#### [SUPPLIED TEXT]
Start of Block
Plus, Gadot served two years in the Israeli Defense Forces, and is an expert on military weaponry. You’re not going to hear me question whether she’s tough enough to play a superhero.

I do appreciate the fact that Warner cast someone of eastern Mediterranean ethnicity, with physical features to match, as the (presumably more or less Grecian) Amazon, rather than Hollywood’s stock northern European type. If I imagine Gadot’s headshot with Diana’s trademark ruby-starred tiara Photoshopped in, I can certainly see the face of Wonder Woman there. She definitely looks closer to my personal impression of Queen Hippolyta’s daughter than did the now-iconic Lynda Carter (who, yes, I know, is not the usual stereotype either — she’s partly of Latina heritage). At least, from the neck up.

But here’s the thing.

Why does Wonder Woman have to be a walk-on in someone else’s movie?

Why doesn’t Wonder Woman — the most prominent female superhero in comics for more than 70 years — rate her own motion picture?

Wonder Woman, pencils by Iago Maia

If you ask the folks at DC/Warner, Wonder Woman is one-third of their “Trinity,” their top tier of characters. Since 1978, the other two members of the DC Trinity — Superman and Batman — have headlined 13 theatrical motion picture releases between them, plus numerous animated TV series and telefilms. Since the cancellation of the mid-1970s Wonder Woman live-action TV program, the Amazing Amazon has appeared in the various Justice League animated series (as one character among a veritable horde of super-doers), a stand-alone animated direct-to-DVD project, and one embarrassing and ill-fated live-action TV pilot (starring Adrienne Palicki, late of Friday Night Lights) that did not result in a series. Despite rumors here and there — including a persistent one involving fan favorite writer-director-producer Joss Whedon — there’s never been a Wonder Woman movie.

And now, she’s relegated to supporting duty in a big-budget Batman/Superman team-up flick.

That’s just pitiful.

Heck, even the Hal Jordan version of Green Lantern got his own terrible movie. And Hal Jordan is lame. (Except in Green Lantern: The Animated Series, which was awesome, and never should have been cancelled.)

Which brings me to the similarly sorry case of Ms. Marvel, who’s the closest thing Marvel Comics has to a Wonder Woman archetype.
End of Block
#### [EXERCISE 1]
In the Wonder Woman commentary, how many theatrical motion pictures have Superman and Batman headlined between them since 1978?
#### [EXERCISE 2]
Write the next part of the Wonder Woman commentary, picking up after its final sentence about Ms. Marvel.

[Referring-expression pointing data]
Start of Block
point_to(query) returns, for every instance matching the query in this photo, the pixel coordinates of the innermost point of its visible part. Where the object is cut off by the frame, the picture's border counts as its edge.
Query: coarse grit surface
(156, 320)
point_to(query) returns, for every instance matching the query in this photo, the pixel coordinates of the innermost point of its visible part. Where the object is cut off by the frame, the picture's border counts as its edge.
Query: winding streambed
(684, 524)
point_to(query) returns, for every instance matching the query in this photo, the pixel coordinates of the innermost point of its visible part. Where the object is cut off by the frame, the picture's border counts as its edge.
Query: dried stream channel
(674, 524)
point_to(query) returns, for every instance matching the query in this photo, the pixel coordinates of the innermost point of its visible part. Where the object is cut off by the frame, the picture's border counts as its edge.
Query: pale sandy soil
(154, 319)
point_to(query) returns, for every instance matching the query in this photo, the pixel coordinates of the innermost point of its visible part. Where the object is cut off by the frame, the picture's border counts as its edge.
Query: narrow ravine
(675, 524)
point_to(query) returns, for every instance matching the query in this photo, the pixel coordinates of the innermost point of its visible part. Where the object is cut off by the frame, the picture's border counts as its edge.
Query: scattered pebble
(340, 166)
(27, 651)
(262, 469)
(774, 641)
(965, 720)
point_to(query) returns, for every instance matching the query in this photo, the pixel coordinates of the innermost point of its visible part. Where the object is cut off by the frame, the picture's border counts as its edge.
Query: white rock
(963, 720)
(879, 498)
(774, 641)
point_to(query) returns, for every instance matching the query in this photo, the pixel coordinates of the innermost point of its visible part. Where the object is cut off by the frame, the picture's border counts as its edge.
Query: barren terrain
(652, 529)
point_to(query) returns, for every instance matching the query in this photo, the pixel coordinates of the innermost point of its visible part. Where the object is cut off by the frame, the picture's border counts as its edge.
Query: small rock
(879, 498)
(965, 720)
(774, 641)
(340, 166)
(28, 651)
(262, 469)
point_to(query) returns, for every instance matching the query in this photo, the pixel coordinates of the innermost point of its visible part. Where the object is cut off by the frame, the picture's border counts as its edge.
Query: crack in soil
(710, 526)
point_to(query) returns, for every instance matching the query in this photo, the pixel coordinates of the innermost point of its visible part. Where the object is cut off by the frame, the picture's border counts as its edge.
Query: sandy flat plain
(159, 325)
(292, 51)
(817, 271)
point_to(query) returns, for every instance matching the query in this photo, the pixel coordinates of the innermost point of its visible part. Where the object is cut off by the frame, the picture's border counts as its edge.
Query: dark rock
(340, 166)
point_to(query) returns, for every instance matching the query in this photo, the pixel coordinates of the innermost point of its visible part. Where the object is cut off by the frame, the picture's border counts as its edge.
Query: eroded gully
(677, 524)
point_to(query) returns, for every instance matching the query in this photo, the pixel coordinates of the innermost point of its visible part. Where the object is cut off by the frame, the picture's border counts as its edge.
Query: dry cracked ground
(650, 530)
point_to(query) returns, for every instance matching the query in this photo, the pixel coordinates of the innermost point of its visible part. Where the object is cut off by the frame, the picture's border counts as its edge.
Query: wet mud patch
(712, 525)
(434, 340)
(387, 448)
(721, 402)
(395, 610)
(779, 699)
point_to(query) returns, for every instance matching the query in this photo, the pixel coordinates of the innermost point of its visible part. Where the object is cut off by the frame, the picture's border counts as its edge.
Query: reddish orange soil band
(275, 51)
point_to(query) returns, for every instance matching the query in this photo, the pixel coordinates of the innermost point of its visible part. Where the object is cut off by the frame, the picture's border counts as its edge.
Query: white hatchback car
End of Block
#### [YOUR RESPONSE 1]
Thirteen.

#### [YOUR RESPONSE 2]
Marvel has enjoyed a spate of success in recent years producing its own movies (now as an arm of the Disney entertainment megaconglomerate), churning out one blockbuster after another featuring top-shelf heroes Iron Man, Captain America, and Thor, plus their in-house supergroup, The Avengers. [Comics-to-film cognoscenti know that the ongoing Spider-Man (Sony) and X-Men (Fox) movie franchises, as well as the soon-to-be-rebooted Fantastic Four (also Fox) are the licensed product of other studios.] Marvel currently produces the live-action series Agents of SHIELD for ABC television, and has theatrical Ant-Man and Guardians of the Galaxy features in the works. The House of Ideas recently announced that it will, over the next few years, generate four additional series to be distributed via Netflix, starring Daredevil, Luke Cage, Jessica Jones, and Iron Fist, plus a miniseries featuring another superteam, The Defenders.

So where’s the love for Ms. Marvel?

Ms. Marvel, pencils by Carlos Silva

Not long ago in the comics, Marvel started a new ongoing series about Carol Danvers — who’s been Ms. Marvel for 35 years — redubbing her Captain Marvel. I know that Marvel editorial viewed this as a promotion, but I did not. Marvel has already had a long-running character named Captain Marvel. Actually, they’ve had a few; most recognizably Mar-Vell, a former soldier of the alien Kree civilization; Mar-Vell’s son, Genis-Vell, who assumed his father’s mantle after Mar-Vell’s death; and Monica Rambeau, whose tenure as Captain Marvel bridged the years between Father-Vell and Son-Vell. There have been at least three more Captain Marvels in the Marvel Universe, but you get the idea. (This of course says nothing about the original Captain Marvel, who’s still alive and kicking over at DC, but now calls himself Shazam. That’s a whole other story.)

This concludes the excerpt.